Task brief
After locating "Target: dumbbell base plate" in the listing below, copy that line and each one after it exactly, ending with the line that has "Target: black metal bar".

Supplied data
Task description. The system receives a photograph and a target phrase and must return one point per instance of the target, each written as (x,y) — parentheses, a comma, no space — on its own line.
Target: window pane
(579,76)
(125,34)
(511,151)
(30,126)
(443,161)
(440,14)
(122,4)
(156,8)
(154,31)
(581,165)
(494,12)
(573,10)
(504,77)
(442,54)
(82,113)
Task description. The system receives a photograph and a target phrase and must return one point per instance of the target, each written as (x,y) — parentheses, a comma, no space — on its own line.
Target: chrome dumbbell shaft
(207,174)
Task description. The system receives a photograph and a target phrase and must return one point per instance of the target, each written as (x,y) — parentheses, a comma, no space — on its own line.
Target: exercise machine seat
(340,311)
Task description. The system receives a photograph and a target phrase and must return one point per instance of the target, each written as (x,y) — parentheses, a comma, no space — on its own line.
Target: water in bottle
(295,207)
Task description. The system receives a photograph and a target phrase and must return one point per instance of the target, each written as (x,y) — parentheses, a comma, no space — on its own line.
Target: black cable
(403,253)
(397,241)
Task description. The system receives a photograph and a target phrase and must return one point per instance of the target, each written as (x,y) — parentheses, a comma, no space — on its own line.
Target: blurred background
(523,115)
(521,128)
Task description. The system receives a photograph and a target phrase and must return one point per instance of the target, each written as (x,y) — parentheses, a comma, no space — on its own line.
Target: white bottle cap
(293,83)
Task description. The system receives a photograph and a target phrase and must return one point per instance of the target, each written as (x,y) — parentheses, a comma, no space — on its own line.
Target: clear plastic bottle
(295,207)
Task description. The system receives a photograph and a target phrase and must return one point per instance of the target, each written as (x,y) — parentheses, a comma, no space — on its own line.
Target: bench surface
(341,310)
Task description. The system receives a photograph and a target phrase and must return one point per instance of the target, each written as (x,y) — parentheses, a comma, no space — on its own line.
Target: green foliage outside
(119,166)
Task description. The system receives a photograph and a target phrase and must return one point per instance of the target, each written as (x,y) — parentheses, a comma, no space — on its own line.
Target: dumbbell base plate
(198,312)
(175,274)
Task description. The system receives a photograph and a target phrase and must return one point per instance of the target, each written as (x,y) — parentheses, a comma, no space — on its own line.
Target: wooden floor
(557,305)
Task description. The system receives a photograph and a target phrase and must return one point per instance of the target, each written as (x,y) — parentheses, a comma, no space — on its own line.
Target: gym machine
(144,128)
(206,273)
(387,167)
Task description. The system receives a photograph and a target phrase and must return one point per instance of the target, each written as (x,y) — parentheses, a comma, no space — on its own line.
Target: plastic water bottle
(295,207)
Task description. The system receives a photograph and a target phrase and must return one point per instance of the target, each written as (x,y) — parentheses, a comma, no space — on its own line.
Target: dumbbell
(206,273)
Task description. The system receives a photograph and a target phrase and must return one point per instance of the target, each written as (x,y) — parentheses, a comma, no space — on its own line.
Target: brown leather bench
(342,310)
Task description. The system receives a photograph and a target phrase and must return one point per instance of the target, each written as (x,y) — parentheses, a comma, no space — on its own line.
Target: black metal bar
--
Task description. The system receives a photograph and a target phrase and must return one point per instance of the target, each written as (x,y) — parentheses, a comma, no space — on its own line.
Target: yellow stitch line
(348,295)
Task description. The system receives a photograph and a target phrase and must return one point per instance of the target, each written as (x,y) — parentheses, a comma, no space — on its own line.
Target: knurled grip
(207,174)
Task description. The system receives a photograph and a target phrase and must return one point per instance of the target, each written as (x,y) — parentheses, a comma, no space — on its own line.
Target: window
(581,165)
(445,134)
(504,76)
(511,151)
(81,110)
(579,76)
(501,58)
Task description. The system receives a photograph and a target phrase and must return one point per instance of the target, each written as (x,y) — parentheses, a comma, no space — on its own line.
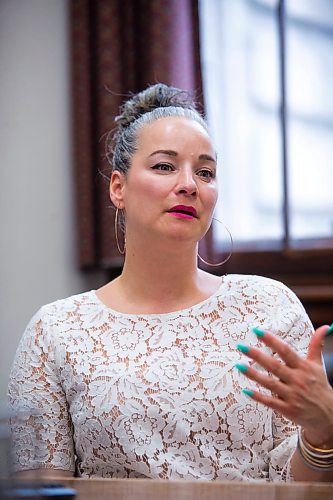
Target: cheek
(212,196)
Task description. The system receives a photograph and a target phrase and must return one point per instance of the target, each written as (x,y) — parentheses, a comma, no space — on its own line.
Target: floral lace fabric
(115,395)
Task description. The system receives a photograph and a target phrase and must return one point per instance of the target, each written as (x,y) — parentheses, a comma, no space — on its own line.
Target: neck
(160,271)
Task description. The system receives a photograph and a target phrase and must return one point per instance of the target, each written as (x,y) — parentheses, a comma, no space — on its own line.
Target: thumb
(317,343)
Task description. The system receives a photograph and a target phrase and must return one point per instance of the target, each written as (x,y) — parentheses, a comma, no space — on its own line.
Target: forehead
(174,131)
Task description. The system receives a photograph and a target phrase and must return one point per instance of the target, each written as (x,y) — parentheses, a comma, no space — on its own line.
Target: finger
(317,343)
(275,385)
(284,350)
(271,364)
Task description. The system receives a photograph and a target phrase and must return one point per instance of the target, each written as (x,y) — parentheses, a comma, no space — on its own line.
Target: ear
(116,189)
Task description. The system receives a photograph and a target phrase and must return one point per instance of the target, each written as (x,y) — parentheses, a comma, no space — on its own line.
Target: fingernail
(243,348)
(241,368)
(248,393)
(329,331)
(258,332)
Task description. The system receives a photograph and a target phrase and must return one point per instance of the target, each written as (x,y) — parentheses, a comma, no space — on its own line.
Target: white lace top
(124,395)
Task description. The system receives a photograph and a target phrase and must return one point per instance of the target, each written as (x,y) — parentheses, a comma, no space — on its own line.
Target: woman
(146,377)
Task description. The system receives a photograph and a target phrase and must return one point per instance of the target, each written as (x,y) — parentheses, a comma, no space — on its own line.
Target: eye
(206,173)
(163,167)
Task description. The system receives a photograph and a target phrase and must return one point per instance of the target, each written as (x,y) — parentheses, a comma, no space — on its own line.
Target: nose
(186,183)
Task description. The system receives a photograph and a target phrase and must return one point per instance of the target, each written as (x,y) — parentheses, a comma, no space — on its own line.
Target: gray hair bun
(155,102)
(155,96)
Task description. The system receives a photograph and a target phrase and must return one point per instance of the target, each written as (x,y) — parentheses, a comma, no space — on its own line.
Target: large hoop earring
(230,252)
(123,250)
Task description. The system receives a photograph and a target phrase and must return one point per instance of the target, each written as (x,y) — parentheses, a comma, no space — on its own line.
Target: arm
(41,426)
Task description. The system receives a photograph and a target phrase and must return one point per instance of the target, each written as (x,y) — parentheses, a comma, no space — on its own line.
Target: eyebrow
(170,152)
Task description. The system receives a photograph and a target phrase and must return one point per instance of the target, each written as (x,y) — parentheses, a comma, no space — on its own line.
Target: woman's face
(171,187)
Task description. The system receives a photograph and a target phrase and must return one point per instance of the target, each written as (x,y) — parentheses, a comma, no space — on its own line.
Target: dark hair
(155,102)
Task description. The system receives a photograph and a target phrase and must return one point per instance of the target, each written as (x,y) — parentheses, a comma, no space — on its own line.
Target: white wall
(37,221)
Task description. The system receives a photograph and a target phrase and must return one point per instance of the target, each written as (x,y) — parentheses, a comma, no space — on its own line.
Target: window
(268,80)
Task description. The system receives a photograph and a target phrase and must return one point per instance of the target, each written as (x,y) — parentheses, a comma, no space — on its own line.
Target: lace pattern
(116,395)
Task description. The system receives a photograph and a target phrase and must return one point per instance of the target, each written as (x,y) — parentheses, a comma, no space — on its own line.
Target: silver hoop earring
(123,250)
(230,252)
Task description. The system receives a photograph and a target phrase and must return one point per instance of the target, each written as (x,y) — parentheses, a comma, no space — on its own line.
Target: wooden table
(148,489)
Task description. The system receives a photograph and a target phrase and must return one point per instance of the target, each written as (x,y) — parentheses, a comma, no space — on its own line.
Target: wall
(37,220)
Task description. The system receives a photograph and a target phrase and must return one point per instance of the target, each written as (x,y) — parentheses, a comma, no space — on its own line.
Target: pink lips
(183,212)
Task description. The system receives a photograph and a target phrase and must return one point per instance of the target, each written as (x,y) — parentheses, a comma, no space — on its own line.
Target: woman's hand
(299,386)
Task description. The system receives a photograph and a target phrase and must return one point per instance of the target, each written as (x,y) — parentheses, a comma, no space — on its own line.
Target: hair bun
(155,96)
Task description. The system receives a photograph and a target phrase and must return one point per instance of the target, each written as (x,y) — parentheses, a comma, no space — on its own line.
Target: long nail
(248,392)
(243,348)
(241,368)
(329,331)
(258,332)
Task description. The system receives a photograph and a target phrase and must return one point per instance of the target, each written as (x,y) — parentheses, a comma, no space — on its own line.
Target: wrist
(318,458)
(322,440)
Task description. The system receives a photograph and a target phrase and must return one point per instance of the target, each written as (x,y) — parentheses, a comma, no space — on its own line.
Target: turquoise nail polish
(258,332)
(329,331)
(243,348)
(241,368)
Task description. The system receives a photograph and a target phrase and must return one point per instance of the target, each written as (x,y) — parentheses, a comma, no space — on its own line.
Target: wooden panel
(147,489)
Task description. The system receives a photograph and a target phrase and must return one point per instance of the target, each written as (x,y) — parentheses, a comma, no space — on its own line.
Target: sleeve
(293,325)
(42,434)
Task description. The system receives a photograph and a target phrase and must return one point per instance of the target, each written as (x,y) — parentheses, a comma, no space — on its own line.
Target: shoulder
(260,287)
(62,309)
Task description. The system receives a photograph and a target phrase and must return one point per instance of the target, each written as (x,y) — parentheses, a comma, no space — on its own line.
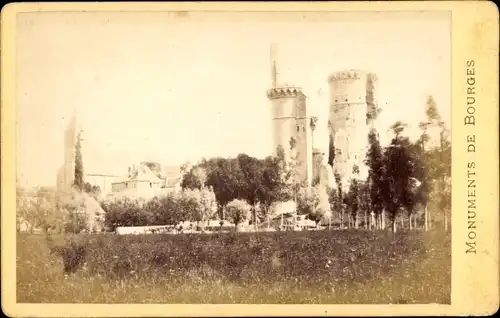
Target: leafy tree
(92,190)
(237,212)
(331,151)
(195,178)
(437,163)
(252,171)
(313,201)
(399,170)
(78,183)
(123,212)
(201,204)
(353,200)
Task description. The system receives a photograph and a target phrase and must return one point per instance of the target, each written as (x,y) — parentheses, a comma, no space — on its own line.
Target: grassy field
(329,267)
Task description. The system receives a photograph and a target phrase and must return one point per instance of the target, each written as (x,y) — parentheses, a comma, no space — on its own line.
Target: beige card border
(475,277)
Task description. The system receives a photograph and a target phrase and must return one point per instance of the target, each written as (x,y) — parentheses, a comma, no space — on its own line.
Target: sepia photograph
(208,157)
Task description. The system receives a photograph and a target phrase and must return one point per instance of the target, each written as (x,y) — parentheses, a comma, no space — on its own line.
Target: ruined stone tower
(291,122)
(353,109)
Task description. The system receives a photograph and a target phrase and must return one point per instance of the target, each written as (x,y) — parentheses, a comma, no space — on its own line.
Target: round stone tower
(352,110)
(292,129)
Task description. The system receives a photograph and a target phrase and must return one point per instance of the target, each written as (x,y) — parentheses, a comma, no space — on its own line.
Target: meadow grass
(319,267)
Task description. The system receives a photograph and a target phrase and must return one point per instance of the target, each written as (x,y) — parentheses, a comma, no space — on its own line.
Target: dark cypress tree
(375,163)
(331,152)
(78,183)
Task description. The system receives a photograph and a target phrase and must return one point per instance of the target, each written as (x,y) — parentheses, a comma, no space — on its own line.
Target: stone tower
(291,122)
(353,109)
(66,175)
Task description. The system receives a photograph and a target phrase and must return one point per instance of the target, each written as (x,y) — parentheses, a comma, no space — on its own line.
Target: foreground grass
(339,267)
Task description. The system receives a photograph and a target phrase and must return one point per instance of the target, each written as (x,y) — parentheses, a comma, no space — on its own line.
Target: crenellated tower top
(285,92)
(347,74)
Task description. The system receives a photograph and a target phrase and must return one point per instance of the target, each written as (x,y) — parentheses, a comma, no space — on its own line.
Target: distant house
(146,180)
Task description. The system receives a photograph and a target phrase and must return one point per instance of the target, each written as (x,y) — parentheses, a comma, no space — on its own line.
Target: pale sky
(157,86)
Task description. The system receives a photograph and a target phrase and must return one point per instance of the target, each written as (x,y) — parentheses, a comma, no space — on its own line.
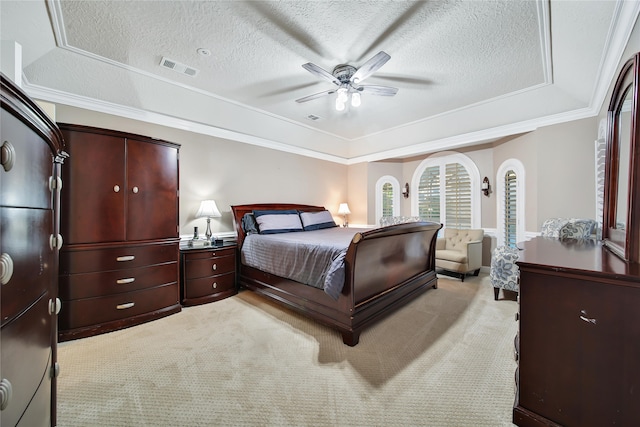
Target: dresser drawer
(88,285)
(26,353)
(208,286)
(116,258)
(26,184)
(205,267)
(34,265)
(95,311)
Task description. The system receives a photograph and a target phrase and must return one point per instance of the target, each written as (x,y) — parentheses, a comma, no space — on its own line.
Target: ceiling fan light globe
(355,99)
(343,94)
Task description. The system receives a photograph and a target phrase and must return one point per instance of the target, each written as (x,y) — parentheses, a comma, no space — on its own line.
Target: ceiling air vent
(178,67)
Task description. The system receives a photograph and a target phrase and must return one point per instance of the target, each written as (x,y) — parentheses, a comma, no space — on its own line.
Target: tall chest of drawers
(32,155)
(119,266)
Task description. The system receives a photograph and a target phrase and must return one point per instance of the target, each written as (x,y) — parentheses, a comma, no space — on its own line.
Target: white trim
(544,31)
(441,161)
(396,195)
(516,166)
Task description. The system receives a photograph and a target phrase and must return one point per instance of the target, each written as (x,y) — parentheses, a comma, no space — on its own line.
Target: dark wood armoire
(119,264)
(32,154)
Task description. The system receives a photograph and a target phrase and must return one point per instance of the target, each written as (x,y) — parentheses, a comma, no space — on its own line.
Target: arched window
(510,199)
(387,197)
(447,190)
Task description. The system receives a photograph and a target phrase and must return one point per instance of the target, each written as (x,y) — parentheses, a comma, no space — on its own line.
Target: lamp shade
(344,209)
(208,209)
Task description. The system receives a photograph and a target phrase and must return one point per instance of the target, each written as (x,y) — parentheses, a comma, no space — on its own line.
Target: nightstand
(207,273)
* * *
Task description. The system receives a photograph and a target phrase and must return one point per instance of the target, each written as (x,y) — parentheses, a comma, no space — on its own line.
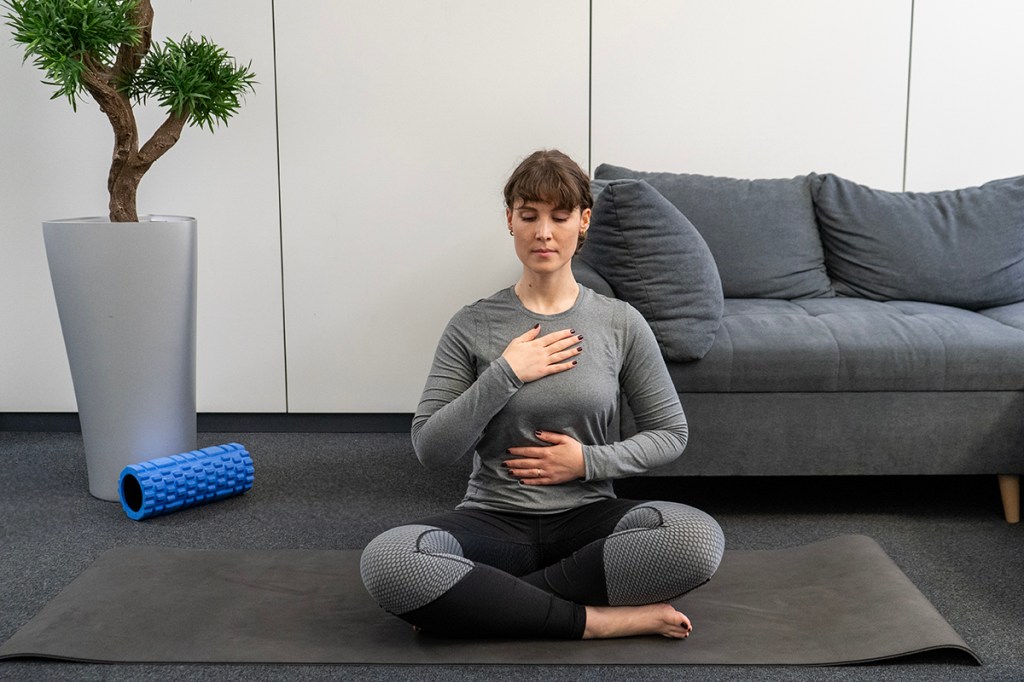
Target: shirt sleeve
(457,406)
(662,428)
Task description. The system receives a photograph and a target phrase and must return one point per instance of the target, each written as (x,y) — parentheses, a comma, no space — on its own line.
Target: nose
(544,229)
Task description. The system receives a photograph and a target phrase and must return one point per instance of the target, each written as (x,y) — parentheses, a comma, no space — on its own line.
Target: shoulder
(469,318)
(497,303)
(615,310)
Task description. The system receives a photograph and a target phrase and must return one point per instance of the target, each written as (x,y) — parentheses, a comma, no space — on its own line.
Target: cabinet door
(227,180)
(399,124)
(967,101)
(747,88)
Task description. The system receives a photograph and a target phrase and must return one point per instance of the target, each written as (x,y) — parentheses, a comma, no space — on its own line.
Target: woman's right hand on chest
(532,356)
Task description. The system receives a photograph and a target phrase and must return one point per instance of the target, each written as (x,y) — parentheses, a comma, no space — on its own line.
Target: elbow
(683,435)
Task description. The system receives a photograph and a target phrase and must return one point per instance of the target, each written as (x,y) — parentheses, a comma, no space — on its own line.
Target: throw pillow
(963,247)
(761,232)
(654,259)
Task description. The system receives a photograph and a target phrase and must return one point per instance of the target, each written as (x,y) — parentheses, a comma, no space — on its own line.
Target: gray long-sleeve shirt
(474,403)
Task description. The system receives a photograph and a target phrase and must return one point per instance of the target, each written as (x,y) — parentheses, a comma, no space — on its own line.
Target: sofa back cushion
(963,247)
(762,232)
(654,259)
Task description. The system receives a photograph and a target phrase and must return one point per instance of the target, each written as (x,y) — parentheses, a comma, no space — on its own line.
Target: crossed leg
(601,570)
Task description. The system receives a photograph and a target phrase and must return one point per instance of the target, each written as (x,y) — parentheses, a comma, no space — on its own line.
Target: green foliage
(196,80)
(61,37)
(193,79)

Solved problem
Target: dumbbell base plate
(198,312)
(175,274)
Task description. The system receives a photograph and a target phrase and must return one point per instance of the target, each written as (x,y) — parentheses, a comma, no space — on its own line.
Target: wooden floor
(557,305)
Task description. The system receives a photograph and a target phrase and must return one point per instance of the target, each written as (x,y) — parentheses, a comma, no space — on its own line.
Target: gym machine
(144,128)
(206,273)
(387,167)
Task description. The system receives a photograph and a target phrase and must return one point per instance of the target, each written as (x,y) — parentheses, a comma, no space — on its own line.
Target: plastic water bottle
(295,207)
Task description. The system receives a photograph and a target phrase and must return one point per instance of the target, each written as (x,y) — parentheses, a comma, no space — on its own line.
Target: dumbbell
(206,273)
Task description. The system receives a photograph and a target phrase and must return one point per instance of the target, each written as (x,y) — parentheses, a comma, no space — on its own line.
Target: brown leather bench
(342,310)
Task description. The system receives a photograph and a target phrase and must return one point per instance of the target, each written as (x,y) — parentheses, a comma, no space — on its own line.
Target: black metal bar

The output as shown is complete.